Page:
Plans de partenariats régionaux et nationaux : le grand enfumage
Depuis le mois de juillet, la Commission européenne est sur la défensive, pour justifier le choix de sa Présidente, Ursula von der Leyen, de fondre, dans un seul et même fonds, le Plan de partenariats régionaux et nationaux, les politiques traditionnelles de l’Union, la PAC et la Cohésion et quelques autres (pêche, fonds social, climat, etc.). Pour se justifier, elle tente de présenter ce tremblement de terre à l’ensemble des bénéficiaires (pris séparément) de ces politiques comme une source d’opportunité sans pareille.
Pourtant, les arguments avancés par la Commission européenne ne résistent pas longtemps à une analyse précise des propositions mises sur la table le 16 juillet, qui permettent avant tout de dire une chose et son contraire, toute orientation politique et cadre prévisible à l’échelle de l’UE étant abandonné.

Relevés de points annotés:
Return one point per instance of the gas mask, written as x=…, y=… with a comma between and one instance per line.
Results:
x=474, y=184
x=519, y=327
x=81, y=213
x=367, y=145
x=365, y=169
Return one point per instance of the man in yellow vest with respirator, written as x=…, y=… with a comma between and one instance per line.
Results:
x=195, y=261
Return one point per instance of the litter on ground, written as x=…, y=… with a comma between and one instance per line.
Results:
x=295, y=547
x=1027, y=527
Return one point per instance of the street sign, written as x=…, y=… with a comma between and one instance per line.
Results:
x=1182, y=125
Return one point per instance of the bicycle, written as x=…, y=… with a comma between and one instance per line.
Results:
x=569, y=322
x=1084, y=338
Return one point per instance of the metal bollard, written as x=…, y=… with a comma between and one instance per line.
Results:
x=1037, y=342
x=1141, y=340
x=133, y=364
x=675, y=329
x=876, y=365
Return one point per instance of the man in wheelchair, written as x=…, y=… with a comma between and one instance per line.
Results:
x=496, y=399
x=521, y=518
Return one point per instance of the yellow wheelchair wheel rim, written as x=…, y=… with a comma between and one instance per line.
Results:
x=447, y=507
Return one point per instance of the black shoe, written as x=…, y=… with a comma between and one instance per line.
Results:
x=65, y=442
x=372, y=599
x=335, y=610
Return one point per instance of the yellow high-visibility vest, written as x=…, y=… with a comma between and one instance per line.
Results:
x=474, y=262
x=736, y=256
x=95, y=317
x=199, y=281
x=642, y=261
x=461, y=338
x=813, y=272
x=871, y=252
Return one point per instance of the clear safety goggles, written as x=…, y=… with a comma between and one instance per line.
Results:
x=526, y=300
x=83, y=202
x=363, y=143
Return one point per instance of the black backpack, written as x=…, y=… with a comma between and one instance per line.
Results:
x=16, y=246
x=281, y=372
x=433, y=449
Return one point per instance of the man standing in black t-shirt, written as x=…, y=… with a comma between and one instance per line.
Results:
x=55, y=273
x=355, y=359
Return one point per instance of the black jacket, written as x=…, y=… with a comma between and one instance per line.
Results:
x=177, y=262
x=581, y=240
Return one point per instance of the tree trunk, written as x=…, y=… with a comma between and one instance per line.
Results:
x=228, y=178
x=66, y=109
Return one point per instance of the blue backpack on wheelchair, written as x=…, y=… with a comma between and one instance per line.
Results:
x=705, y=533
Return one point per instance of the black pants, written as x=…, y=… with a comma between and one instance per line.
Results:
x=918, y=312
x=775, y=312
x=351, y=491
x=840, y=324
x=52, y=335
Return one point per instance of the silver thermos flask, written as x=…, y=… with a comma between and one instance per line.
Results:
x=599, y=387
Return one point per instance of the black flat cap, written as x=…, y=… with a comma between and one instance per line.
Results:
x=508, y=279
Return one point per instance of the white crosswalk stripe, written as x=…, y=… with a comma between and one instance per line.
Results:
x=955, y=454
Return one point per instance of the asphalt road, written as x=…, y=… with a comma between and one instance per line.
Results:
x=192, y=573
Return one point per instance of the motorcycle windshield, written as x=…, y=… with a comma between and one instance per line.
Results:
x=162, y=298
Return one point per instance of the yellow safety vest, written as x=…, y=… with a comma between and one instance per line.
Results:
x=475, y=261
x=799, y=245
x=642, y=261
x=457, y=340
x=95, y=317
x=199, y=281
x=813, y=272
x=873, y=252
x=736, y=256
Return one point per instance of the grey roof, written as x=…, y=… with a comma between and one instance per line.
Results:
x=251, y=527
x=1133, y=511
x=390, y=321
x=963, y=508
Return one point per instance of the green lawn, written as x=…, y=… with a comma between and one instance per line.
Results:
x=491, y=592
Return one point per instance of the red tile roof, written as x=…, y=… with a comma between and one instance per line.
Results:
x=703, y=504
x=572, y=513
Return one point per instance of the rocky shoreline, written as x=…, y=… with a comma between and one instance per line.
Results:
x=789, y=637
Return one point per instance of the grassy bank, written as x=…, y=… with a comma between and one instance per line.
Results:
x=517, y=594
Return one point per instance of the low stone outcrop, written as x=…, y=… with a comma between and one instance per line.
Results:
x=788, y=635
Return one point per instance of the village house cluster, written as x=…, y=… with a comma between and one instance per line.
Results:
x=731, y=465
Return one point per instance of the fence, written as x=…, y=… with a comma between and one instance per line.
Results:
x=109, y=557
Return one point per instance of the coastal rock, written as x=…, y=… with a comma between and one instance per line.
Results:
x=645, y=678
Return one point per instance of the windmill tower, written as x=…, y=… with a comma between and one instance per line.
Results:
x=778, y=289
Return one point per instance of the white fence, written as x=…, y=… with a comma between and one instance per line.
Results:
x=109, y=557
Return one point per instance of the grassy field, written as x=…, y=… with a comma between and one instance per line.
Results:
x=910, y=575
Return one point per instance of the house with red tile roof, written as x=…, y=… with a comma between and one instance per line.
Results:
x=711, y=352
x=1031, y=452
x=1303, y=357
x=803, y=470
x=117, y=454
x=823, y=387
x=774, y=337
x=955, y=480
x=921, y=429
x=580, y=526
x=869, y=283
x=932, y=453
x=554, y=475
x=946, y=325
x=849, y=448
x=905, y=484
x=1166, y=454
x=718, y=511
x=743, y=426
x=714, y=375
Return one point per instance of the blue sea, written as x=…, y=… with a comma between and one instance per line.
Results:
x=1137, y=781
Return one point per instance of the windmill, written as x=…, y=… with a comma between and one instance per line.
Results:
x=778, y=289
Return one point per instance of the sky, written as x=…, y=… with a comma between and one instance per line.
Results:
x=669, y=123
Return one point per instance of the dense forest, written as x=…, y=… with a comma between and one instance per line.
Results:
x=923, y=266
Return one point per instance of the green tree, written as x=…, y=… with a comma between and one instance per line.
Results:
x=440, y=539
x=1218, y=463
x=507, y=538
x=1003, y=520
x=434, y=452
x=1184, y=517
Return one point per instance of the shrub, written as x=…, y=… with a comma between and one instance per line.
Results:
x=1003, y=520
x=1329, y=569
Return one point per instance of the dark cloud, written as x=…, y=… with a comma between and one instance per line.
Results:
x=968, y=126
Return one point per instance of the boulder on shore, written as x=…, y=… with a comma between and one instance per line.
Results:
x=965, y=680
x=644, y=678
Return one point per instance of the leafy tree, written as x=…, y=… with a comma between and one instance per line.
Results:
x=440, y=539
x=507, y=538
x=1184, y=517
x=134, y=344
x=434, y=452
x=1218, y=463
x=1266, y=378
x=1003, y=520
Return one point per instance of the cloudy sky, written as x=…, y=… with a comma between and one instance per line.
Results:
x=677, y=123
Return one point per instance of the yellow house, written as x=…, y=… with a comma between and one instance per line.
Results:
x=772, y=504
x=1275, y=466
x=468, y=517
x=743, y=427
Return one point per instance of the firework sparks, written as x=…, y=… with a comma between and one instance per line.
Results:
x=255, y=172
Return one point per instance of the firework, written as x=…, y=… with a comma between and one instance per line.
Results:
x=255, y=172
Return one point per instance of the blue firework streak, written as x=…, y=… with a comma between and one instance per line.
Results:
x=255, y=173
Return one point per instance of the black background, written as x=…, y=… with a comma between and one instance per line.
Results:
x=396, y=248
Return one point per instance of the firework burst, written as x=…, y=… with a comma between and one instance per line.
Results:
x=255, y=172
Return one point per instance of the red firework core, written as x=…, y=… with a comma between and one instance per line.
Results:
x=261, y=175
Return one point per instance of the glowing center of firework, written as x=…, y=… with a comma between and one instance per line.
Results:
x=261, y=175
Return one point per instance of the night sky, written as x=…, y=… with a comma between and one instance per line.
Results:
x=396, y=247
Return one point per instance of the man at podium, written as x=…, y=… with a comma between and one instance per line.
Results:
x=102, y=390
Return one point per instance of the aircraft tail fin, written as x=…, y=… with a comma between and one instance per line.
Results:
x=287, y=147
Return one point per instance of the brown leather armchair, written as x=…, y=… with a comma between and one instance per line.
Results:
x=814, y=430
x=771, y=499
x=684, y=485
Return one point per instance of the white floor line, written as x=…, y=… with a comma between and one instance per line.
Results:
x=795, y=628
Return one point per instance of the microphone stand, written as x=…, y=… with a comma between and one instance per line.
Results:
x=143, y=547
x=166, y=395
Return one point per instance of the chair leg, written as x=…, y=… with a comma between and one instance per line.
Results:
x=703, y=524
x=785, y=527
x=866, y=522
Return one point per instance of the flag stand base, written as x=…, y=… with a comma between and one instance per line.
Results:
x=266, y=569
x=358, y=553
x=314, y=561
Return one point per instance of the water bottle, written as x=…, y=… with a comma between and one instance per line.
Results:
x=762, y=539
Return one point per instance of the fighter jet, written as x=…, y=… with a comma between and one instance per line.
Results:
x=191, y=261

Travail demandé: Recopiez à l'identique le passage de la page qui commence par « Plans de partenariats » et se poursuit jusqu'à « d’opportunité sans pareille. ».

Résultat attendu:
Plans de partenariats régionaux et nationaux : le grand enfumage
Depuis le mois de juillet, la Commission européenne est sur la défensive, pour justifier le choix de sa Présidente, Ursula von der Leyen, de fondre, dans un seul et même fonds, le Plan de partenariats régionaux et nationaux, les politiques traditionnelles de l’Union, la PAC et la Cohésion et quelques autres (pêche, fonds social, climat, etc.). Pour se justifier, elle tente de présenter ce tremblement de terre à l’ensemble des bénéficiaires (pris séparément) de ces politiques comme une source d’opportunité sans pareille.